[Records excerpted from a collection]
● ● ● ● ● ● ●
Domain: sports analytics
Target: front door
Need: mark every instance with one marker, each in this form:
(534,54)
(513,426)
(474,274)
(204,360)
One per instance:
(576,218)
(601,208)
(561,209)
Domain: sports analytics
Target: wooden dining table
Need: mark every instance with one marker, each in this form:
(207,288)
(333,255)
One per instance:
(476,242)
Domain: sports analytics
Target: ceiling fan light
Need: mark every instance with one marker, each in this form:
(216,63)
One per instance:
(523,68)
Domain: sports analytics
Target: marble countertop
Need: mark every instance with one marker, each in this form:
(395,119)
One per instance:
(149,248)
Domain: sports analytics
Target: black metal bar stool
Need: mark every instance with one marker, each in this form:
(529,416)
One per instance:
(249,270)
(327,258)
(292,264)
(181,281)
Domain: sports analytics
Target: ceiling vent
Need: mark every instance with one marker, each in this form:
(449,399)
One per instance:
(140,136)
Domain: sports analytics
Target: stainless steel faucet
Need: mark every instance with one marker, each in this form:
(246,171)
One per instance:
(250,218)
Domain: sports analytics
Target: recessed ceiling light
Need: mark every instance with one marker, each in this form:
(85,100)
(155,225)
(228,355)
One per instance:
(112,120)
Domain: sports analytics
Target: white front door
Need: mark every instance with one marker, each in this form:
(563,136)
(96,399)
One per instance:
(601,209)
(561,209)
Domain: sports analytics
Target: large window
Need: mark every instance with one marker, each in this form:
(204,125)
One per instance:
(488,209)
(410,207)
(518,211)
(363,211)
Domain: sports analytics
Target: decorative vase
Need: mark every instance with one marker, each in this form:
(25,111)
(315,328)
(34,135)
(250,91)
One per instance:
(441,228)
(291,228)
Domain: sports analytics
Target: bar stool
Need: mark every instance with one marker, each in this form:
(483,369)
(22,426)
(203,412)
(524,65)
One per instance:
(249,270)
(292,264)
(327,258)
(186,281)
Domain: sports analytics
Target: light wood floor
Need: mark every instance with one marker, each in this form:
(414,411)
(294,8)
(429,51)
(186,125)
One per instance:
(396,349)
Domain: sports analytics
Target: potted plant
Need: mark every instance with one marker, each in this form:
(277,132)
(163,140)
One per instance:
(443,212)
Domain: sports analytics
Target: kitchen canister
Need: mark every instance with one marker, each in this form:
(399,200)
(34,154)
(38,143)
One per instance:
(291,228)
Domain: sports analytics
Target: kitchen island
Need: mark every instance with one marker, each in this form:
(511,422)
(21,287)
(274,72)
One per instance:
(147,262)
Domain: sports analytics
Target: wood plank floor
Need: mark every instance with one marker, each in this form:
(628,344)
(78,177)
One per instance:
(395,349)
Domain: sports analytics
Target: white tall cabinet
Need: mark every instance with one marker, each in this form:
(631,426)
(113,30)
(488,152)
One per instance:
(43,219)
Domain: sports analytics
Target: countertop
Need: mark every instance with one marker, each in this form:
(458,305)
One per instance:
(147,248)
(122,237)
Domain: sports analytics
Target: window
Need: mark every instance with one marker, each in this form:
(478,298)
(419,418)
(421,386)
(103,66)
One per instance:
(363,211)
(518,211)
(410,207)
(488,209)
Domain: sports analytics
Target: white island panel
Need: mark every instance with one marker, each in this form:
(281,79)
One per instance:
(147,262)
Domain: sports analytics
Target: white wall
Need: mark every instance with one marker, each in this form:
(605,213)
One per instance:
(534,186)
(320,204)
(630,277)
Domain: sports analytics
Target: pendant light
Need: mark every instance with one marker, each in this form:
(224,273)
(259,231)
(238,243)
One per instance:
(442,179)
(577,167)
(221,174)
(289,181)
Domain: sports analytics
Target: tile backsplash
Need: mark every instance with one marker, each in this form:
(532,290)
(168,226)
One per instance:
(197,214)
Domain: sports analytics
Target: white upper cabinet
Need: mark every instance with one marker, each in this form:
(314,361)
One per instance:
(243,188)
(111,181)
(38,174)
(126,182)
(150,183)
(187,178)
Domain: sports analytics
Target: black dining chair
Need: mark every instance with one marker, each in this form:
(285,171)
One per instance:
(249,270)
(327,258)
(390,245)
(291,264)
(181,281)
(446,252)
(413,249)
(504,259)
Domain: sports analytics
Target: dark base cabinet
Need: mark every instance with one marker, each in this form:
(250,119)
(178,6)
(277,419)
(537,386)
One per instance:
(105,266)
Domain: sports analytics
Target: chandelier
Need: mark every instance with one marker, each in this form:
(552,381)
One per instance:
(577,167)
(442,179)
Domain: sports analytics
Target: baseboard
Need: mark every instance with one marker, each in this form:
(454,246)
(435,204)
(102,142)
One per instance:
● ● ● ● ● ● ●
:: SHORT TASK ::
Copy each record from above without leaving any out.

:: SOLUTION BELOW ::
Domain: sports analytics
Target: front door
Need: mark every instance with one marker, each in this form:
(534,54)
(513,426)
(474,274)
(204,360)
One per instance:
(576,218)
(601,208)
(561,209)
Domain: sports analytics
Target: wooden dining table
Need: mark every instance with one marker, each in this form:
(207,288)
(333,255)
One per instance:
(476,242)
Domain: sports analytics
Target: ceiling fan light
Need: mark every instance with one marker, each in this form:
(216,63)
One per instance:
(523,68)
Domain: sports analytics
Target: marble countertop
Need: mark every instance with one marker, each in this form:
(395,119)
One per instance:
(149,248)
Domain: sports analytics
Target: black metal bar stool
Need: mark every instance with one marker, each in this form:
(529,416)
One per instance:
(249,270)
(327,258)
(292,264)
(181,281)
Domain: sports analytics
Target: ceiling vent
Need: mark every instance with one marker, each in this form:
(449,399)
One per instance:
(140,136)
Domain: sports analytics
Target: stainless steel faucet
Need: mark every instance with one marker, each in this form:
(246,171)
One per instance:
(250,218)
Domain: sports analytics
Target: recessed ceiling light
Need: mark every instance with one marker, each in this form:
(85,100)
(155,225)
(228,355)
One per instance:
(112,120)
Domain: sports analytics
Target: white front door
Need: mark every instance with one marker, each in this form:
(563,136)
(96,399)
One per instance:
(601,209)
(561,209)
Domain: sports analytics
Target: large window
Need: mark every instance with one marker, each in this form:
(204,125)
One per instance:
(488,209)
(410,207)
(518,211)
(363,211)
Domain: sports analytics
Target: decorative vase
Need: mark every instance with one marker, each in this form:
(25,111)
(315,328)
(34,135)
(250,91)
One per instance:
(441,228)
(291,228)
Domain: sports analytics
Target: bar stool
Need: mark every instance with one marker, each in this form:
(483,369)
(22,426)
(203,412)
(524,65)
One per instance:
(249,270)
(292,264)
(327,258)
(186,281)
Domain: sports analytics
Target: light wood floor
Need: mark every instance with one marker, each in this form:
(414,411)
(294,8)
(429,51)
(186,125)
One per instance:
(396,349)
Domain: sports analytics
Target: potted plant
Need: mark every instance with one marker, each in this form:
(277,132)
(163,140)
One per instance:
(443,212)
Domain: sports analytics
Target: kitchen canister
Need: mark every instance with one marker, each in this form:
(399,200)
(34,154)
(38,143)
One per instance:
(291,228)
Domain: sports analytics
Target: kitchen island
Need: mark every instance with one marker, each in this form:
(511,422)
(21,287)
(274,72)
One per instance:
(147,262)
Domain: sports analytics
Target: wood plank floor
Need: mark every instance with one marker, each in this form:
(628,344)
(78,177)
One per instance:
(395,349)
Domain: sports analytics
Target: white tall cabinet
Need: mark every instance with one marker, each in this form:
(631,426)
(113,30)
(488,152)
One per instance:
(43,219)
Domain: sports analytics
Target: countertop
Need: mark every instance with one marker, each in this form:
(458,305)
One per instance:
(147,248)
(122,237)
Domain: sports analytics
Target: window
Need: mark every instance with one marker, each in this form:
(478,298)
(419,418)
(421,386)
(103,66)
One per instance:
(363,211)
(518,211)
(410,207)
(488,209)
Domain: sports analytics
Target: white island panel
Need: mark every instance with one marker, each in this form:
(281,79)
One per instance:
(147,262)
Domain: sports analytics
Target: white wall
Need: mark every instance with one marker, each in this form:
(605,213)
One per instance:
(534,186)
(320,204)
(630,277)
Domain: sports analytics
Target: pendant light
Need: mark every instance with one marker, each in this form:
(224,273)
(259,231)
(238,243)
One per instance:
(442,179)
(577,167)
(221,174)
(289,181)
Domain: sports analytics
Target: tile backsplash
Need: mark every instance with one marker, each in this form:
(532,290)
(168,226)
One per instance:
(197,214)
Domain: sports analytics
Target: white upper cabinet
Need: mark every instance with one marker, each in this form:
(314,361)
One per instance:
(243,188)
(111,181)
(38,174)
(126,182)
(150,183)
(187,178)
Domain: sports analytics
Target: black dining chair
Need: mark every instance with one marker, each in this form:
(285,171)
One per instance:
(249,270)
(327,258)
(390,245)
(291,264)
(181,281)
(446,252)
(413,249)
(504,259)
Domain: sports analytics
Target: dark base cabinet
Need: mark every instance with one marker, each in this form:
(250,119)
(178,6)
(277,419)
(537,386)
One per instance:
(105,266)
Domain: sports analytics
Target: chandelier
Need: mark every instance with one marker, each in this form:
(552,381)
One per instance:
(577,167)
(442,179)
Domain: sports analytics
Target: baseboard
Need: mark every instance with one marker, each in this form:
(454,246)
(435,204)
(102,142)
One per instance:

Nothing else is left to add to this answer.